- **Task details**:
Give back all the records exactly, keeping every line whole.

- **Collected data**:
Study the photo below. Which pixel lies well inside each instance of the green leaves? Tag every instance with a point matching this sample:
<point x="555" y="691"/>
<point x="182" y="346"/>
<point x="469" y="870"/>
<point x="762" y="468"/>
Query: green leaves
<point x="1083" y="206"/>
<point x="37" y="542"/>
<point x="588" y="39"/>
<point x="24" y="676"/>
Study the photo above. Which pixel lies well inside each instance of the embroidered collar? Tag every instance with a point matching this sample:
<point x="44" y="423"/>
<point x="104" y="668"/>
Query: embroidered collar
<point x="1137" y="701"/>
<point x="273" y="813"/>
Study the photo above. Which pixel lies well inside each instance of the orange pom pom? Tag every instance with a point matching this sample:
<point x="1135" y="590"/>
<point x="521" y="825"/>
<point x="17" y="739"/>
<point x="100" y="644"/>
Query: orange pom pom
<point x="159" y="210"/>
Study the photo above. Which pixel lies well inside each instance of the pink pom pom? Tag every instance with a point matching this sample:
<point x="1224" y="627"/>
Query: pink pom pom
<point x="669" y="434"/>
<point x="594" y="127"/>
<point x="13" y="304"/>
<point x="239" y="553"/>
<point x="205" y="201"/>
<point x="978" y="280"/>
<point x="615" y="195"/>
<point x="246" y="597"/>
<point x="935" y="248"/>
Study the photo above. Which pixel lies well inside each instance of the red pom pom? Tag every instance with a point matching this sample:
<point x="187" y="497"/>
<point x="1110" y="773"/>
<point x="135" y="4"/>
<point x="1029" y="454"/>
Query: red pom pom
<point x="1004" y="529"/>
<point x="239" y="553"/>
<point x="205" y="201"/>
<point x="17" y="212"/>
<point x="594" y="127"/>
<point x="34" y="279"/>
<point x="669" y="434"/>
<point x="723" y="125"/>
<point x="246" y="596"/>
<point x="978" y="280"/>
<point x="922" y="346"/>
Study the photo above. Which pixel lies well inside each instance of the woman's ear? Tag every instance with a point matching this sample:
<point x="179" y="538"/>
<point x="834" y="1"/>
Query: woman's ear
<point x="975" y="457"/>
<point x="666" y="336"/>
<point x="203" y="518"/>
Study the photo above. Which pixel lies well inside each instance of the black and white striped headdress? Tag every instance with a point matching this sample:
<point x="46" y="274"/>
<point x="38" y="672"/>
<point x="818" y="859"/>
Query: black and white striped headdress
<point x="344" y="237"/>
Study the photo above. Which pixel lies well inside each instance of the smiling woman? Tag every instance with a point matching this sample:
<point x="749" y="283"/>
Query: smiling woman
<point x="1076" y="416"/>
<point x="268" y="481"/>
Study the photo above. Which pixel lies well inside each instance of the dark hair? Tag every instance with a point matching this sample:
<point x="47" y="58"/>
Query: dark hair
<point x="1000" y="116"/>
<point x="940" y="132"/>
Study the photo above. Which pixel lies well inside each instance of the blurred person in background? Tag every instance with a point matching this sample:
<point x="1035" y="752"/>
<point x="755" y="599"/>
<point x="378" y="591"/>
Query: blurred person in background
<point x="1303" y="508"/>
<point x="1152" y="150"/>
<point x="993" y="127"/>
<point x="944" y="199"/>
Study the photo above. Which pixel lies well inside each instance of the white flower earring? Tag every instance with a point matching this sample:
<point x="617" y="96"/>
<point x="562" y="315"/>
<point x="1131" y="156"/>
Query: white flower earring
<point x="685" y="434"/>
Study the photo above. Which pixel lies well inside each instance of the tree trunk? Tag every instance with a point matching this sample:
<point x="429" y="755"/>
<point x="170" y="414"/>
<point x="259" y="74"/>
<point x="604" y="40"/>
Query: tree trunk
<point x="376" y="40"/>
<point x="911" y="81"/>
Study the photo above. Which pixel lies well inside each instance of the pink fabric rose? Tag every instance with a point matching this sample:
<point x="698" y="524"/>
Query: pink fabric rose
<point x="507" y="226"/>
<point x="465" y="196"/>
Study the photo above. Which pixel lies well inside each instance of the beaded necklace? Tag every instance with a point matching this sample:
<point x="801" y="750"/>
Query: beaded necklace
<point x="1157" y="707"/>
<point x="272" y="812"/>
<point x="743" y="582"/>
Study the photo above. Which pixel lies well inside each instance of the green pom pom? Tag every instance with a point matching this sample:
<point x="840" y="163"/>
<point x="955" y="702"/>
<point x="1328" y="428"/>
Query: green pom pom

- **Solution for this task**:
Study the photo below. Which pixel lies well inside each instance of the green leaves? Tag every instance with a point matching this sample:
<point x="555" y="691"/>
<point x="182" y="346"/>
<point x="469" y="870"/>
<point x="762" y="468"/>
Query: green leaves
<point x="1083" y="206"/>
<point x="37" y="542"/>
<point x="588" y="39"/>
<point x="24" y="676"/>
Study the photo above. Which pixel lies well inside each instance of the embroidered collar? Tag every instance with a point matching this sample:
<point x="44" y="423"/>
<point x="104" y="668"/>
Query: embroidered collar
<point x="1137" y="701"/>
<point x="273" y="813"/>
Study the photo above. Which pixel lies well inside each instance of the orange pom pom? Tag every instance with a point matching this sample:
<point x="1135" y="590"/>
<point x="521" y="825"/>
<point x="17" y="739"/>
<point x="100" y="644"/>
Query: orange pom pom
<point x="159" y="210"/>
Study the photo above. Which pixel lies well inside each instance of the pink pom pom? Tag every instance with a point matching this sample:
<point x="1224" y="627"/>
Query: pink pom pom
<point x="669" y="434"/>
<point x="594" y="127"/>
<point x="13" y="304"/>
<point x="239" y="553"/>
<point x="205" y="201"/>
<point x="978" y="280"/>
<point x="615" y="195"/>
<point x="246" y="597"/>
<point x="935" y="248"/>
Study the photo above. Which pixel lies well inside each instance of the red pom pom? Tag every instance with a point matching this sample:
<point x="187" y="497"/>
<point x="1110" y="773"/>
<point x="135" y="4"/>
<point x="1029" y="454"/>
Query: red pom pom
<point x="1004" y="529"/>
<point x="239" y="553"/>
<point x="205" y="201"/>
<point x="17" y="212"/>
<point x="594" y="127"/>
<point x="34" y="279"/>
<point x="669" y="434"/>
<point x="723" y="125"/>
<point x="246" y="596"/>
<point x="978" y="280"/>
<point x="922" y="346"/>
Study the photo above. Which pixel lies well inside each instance of the woman's ear? Tag every instance with a point matching this sample:
<point x="179" y="538"/>
<point x="834" y="1"/>
Query: woman's ear
<point x="975" y="457"/>
<point x="666" y="336"/>
<point x="203" y="518"/>
Study the photo above. Which pixel lies well inside each instance of the black and white striped headdress? Tag every instance with a point matching this sample:
<point x="46" y="274"/>
<point x="38" y="672"/>
<point x="818" y="859"/>
Query: black and white striped headdress
<point x="344" y="237"/>
Study the photo above. Which pixel lies well inside each instance of the smiling woman? Tag every instance with a point matching this sample:
<point x="749" y="283"/>
Query: smiling woman
<point x="1076" y="416"/>
<point x="268" y="481"/>
Study the photo above. Which pixel lies well inside each instance of the dark hair? Tag every instance with a point matching this sample:
<point x="47" y="58"/>
Query: dark hair
<point x="1000" y="116"/>
<point x="940" y="132"/>
Study the photo above. Which pixel lies well inside each instance of the blurred person in background? Tag every instance with a point matching this sample:
<point x="1035" y="752"/>
<point x="755" y="599"/>
<point x="378" y="591"/>
Query: blurred person in background
<point x="1303" y="508"/>
<point x="1152" y="150"/>
<point x="993" y="127"/>
<point x="944" y="199"/>
Study the photo above. Which pixel lies well inside each instance of the white flower earring? Tag every instance with a point matching this sample:
<point x="617" y="96"/>
<point x="562" y="315"/>
<point x="1131" y="156"/>
Query: white flower earring
<point x="685" y="434"/>
Study the photo above. Which pixel lies well inside each instance of the tree trunk? Tag every instance with a point matching this sample:
<point x="429" y="755"/>
<point x="170" y="414"/>
<point x="259" y="74"/>
<point x="604" y="40"/>
Query: tree trunk
<point x="376" y="40"/>
<point x="911" y="81"/>
Study the photo above. Which pixel lies well inside each instance of the pink fabric rose? Tag every instance with a point matching this sample:
<point x="698" y="524"/>
Query: pink fabric rose
<point x="507" y="226"/>
<point x="465" y="196"/>
Study the photo above. Which pixel lies well inside each instance of the beaded necklace? Tag every instance with a point matching this sample:
<point x="801" y="750"/>
Query: beaded necklace
<point x="1157" y="707"/>
<point x="272" y="812"/>
<point x="743" y="582"/>
Study the photo above. Which pixel lies well inside each instance of the green pom pom? Tag every instance with a point matching this sample:
<point x="840" y="163"/>
<point x="955" y="702"/>
<point x="1328" y="428"/>
Query: green pom pom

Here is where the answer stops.